Locate every line in the listing below that contains the word "order" and copy each of those lines in full. Matching is case-sensitive.

EXERCISE MATERIAL »
--- START ---

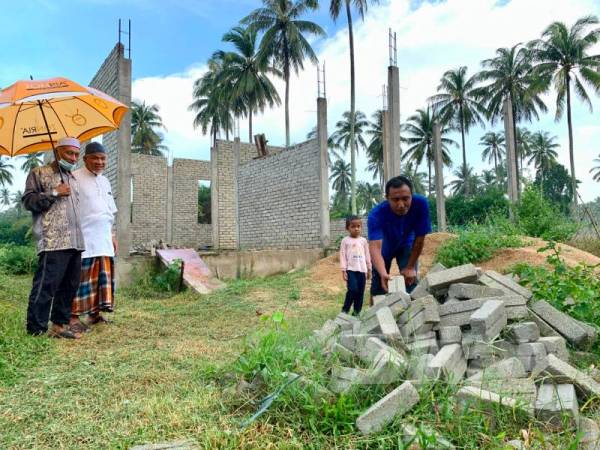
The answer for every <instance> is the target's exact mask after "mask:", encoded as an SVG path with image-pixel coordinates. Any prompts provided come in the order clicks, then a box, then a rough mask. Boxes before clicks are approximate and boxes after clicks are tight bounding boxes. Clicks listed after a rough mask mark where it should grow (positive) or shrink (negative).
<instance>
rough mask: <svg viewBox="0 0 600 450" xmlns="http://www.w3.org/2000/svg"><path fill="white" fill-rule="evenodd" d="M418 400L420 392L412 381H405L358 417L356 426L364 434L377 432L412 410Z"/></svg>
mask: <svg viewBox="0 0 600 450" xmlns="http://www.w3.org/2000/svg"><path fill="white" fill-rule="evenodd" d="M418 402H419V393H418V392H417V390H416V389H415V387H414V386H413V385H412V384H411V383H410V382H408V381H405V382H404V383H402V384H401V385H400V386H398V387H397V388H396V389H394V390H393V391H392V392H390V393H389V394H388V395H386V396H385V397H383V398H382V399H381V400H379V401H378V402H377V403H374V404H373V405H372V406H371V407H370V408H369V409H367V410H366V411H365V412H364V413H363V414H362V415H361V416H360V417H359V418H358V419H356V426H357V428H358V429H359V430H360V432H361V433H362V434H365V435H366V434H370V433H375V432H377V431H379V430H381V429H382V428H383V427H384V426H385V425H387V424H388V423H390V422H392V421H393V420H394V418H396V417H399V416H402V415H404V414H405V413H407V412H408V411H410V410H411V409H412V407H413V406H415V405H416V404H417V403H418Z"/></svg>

--- END ---
--- START ---

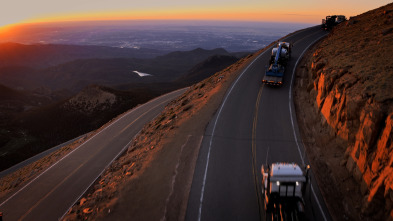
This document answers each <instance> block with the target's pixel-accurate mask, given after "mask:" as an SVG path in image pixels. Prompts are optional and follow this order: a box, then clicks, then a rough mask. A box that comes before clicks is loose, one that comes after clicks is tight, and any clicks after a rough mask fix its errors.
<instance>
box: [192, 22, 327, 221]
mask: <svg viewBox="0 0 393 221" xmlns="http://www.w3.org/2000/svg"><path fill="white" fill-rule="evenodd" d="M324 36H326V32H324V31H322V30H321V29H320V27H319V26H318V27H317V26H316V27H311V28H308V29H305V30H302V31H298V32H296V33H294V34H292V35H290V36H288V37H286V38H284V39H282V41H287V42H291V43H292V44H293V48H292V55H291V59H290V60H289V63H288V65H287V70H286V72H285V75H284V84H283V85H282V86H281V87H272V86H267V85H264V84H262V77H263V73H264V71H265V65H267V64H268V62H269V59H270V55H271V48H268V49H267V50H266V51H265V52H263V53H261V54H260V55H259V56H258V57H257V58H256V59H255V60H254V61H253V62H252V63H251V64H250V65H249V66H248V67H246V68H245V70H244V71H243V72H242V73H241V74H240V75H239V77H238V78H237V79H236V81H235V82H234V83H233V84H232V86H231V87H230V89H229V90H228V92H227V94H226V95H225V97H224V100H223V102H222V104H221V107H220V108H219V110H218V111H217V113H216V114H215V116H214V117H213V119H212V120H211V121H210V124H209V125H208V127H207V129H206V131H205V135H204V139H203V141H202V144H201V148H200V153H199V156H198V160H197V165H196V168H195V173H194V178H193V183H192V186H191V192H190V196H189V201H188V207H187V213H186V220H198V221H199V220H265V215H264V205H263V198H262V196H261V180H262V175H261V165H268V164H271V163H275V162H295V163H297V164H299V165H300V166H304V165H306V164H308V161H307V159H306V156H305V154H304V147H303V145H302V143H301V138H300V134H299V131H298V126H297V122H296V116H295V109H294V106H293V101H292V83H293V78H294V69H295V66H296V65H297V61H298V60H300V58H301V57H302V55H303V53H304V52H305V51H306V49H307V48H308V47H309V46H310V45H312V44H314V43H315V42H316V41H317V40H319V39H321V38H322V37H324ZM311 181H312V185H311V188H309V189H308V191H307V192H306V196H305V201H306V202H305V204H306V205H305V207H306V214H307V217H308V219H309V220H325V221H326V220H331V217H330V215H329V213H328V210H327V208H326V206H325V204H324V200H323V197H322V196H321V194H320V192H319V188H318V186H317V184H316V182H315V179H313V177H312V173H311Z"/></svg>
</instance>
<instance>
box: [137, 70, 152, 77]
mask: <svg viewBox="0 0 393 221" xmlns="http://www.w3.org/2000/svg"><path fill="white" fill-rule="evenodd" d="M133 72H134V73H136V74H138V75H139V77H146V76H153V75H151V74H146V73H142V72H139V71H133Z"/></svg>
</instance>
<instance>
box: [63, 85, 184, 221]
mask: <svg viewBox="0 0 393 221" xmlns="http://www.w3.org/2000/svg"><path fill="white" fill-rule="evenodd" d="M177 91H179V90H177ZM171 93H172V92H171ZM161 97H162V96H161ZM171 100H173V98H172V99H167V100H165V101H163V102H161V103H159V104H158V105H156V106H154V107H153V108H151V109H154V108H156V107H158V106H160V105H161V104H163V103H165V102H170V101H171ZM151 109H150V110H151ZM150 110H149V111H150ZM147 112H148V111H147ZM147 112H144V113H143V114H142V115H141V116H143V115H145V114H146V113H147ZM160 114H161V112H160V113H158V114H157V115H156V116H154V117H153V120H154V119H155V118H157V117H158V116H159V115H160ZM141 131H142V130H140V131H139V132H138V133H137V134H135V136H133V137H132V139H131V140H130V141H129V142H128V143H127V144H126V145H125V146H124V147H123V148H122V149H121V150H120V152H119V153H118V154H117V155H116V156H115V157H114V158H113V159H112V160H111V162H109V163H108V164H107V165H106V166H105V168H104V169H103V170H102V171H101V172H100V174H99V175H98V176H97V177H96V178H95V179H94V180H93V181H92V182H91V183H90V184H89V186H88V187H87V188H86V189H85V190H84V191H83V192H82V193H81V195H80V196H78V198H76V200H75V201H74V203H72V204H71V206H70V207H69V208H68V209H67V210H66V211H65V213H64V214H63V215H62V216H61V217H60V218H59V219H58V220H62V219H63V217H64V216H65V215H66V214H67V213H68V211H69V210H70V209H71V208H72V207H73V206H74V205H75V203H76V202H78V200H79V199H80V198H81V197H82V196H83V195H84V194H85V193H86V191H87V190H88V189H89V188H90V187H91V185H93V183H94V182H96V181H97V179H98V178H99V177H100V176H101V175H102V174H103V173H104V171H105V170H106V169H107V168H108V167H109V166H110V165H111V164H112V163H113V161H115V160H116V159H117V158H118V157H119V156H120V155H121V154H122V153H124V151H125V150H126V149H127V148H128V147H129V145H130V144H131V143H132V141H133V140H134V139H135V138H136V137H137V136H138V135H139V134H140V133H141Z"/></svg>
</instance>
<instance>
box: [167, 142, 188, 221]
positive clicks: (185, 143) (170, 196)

--- END ---

SOLVED PROBLEM »
The answer for every <instance> is the target's exact mask after "mask:", encoded as an SVG path with image-pixel coordinates. Any prompts provided come in the order clicks, then a box, then a rough mask. Boxes before clicks are approximate and boxes after clicks are tight bounding boxes. Clicks listed after a rough mask mark where it should grow (positive) or shrink (negative).
This document answers each <instance> block with the target's pixel-accurate mask, given after "mask:" as an SVG path in image pixels. Prompts are optional and follow this order: a box, then clicks, then a rough mask. A box that comes before clicks is loose, one that comes after clicks is tight, and any clicks after a rough mask fix its errors.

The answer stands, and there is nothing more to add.